Exercise objective:
Repeat the records word for word.
>>>
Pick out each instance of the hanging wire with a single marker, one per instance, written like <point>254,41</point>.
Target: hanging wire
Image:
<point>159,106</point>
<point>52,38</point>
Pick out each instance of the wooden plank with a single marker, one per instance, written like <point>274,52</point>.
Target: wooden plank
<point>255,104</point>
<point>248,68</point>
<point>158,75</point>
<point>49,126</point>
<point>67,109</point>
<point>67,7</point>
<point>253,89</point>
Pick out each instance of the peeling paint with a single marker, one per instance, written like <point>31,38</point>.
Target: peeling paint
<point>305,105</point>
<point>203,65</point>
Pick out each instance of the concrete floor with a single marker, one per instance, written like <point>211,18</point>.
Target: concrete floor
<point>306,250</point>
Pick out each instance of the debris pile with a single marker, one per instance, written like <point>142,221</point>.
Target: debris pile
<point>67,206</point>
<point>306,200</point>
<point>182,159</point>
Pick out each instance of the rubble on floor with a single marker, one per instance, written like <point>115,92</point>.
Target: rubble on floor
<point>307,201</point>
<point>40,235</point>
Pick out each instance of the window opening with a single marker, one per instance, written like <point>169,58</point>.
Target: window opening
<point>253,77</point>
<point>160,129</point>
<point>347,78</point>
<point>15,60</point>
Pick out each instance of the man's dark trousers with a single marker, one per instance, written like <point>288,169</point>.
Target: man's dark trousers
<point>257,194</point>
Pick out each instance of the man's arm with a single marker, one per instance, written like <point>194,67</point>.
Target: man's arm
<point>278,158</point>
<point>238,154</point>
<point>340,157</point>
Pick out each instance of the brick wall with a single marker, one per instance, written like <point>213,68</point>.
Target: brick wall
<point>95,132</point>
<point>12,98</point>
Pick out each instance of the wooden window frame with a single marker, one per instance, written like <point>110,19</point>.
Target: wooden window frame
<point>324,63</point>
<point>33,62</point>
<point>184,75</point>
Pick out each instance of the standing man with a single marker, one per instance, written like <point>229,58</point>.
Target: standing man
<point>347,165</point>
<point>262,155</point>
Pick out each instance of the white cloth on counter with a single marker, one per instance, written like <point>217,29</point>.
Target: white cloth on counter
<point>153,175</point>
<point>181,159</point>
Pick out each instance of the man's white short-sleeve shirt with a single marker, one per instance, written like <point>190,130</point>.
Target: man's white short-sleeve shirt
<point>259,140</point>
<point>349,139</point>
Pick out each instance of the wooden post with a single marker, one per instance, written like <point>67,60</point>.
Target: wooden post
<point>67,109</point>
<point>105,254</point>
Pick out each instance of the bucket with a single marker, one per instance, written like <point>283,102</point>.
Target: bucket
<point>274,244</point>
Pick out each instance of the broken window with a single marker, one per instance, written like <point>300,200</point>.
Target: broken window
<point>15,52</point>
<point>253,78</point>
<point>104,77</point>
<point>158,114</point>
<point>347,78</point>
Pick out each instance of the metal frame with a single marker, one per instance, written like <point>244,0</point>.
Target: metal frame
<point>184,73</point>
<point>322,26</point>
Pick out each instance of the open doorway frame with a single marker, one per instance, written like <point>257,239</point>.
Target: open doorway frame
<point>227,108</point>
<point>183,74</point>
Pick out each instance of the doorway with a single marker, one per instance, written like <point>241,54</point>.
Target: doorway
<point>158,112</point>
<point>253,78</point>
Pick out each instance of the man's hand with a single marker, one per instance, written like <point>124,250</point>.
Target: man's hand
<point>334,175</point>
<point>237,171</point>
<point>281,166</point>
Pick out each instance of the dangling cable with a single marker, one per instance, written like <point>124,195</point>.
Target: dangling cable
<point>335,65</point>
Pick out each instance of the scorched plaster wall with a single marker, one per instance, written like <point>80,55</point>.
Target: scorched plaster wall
<<<
Response to the task:
Pick out each instance of the hanging wire with a single marker, one per instance, written like <point>254,41</point>.
Target: hanging wire
Image:
<point>159,106</point>
<point>52,38</point>
Pick out each instance of the wooden plank with a single marker, one per instance, written like <point>274,52</point>.
Target: wooden plank
<point>255,104</point>
<point>248,68</point>
<point>158,75</point>
<point>49,126</point>
<point>67,109</point>
<point>67,7</point>
<point>253,89</point>
Pick out each instance of the peeling paint with a single marker, one per instance, written like <point>31,38</point>.
Target: peeling paint
<point>305,105</point>
<point>203,65</point>
Pick out each instance of the concrete floor with a single marker, one per instance, written like <point>211,18</point>.
Target: concrete floor
<point>306,250</point>
Pick out each instance of the debris pile with a single marker, one per instance, written like <point>142,221</point>.
Target: debris pile
<point>67,206</point>
<point>306,200</point>
<point>182,159</point>
Pick out each instance of the rubble on floor with a single marker, one per instance, written like <point>115,92</point>.
Target: rubble on floor
<point>307,201</point>
<point>40,235</point>
Pick out each instance of the window opening with a single marker, one per instance, written like <point>169,58</point>.
Target: window opening
<point>253,77</point>
<point>160,129</point>
<point>347,78</point>
<point>15,60</point>
Pick out each instance of the man's dark trousers with a single marker, one per instance, written like <point>288,169</point>.
Target: man's dark trousers
<point>257,194</point>
Pick out each instance of the man's arm with a single marker, one per instance, written like <point>194,67</point>.
Target: man's arm
<point>278,158</point>
<point>238,154</point>
<point>340,157</point>
Pick out each instance of the brick wall with a single marker, one per instance, written like <point>213,68</point>.
Target: brick wall
<point>95,132</point>
<point>12,98</point>
Pick out each instance of the wooden window frame with a single marker, one per instance, written like <point>110,19</point>.
Target: wooden window frame
<point>324,63</point>
<point>33,62</point>
<point>184,75</point>
Pick out each instance of the standing man with a single marker, one per instance, written like <point>229,58</point>.
Target: standing man
<point>347,165</point>
<point>262,155</point>
Pick out each instance of the white cloth on counter with a single marker, one per instance, written like <point>217,29</point>.
Target: white cloth on counter
<point>153,175</point>
<point>181,159</point>
Pick out each instance of the man's white short-sleeve shirt with a single marker, one per instance, written like <point>190,130</point>.
Target: man's white short-sleeve shirt
<point>259,140</point>
<point>349,139</point>
Pick out each instance of the wooden post with a single marker, one per instance, written like <point>67,60</point>.
Target: wooden post
<point>67,109</point>
<point>105,254</point>
Pick out each instance of the bucket with a single marker, one per instance, written like <point>283,102</point>.
Target: bucket
<point>274,244</point>
Pick out each instance of the broken window with a single marker, one per instance, written like <point>300,200</point>.
Target: broken window
<point>15,52</point>
<point>253,78</point>
<point>104,77</point>
<point>158,114</point>
<point>347,78</point>
Pick out each instance of the metal frame with a single marker, one per instance, written like <point>244,0</point>.
Target: metal frame
<point>184,73</point>
<point>322,26</point>
Pick out each instance of the open doorway frame with a single marker, one per instance, written like <point>257,239</point>.
Target: open doorway frame
<point>227,108</point>
<point>183,74</point>
Pick out each instance of the doorway with a single marker, one per instance, written like <point>241,54</point>.
Target: doorway
<point>158,112</point>
<point>253,78</point>
Pick out each instance of the man's hand with a single marker, one per instance, written like <point>124,250</point>.
Target: man's hand
<point>334,175</point>
<point>237,171</point>
<point>281,166</point>
Pick out each instance of the dangling cable with a single marker, one per instance, written like <point>124,195</point>.
Target: dangling cable
<point>335,65</point>
Pick out each instance of the scorched plaster wall with a single marker, one per instance, written like <point>80,55</point>.
Target: scorched plaster wall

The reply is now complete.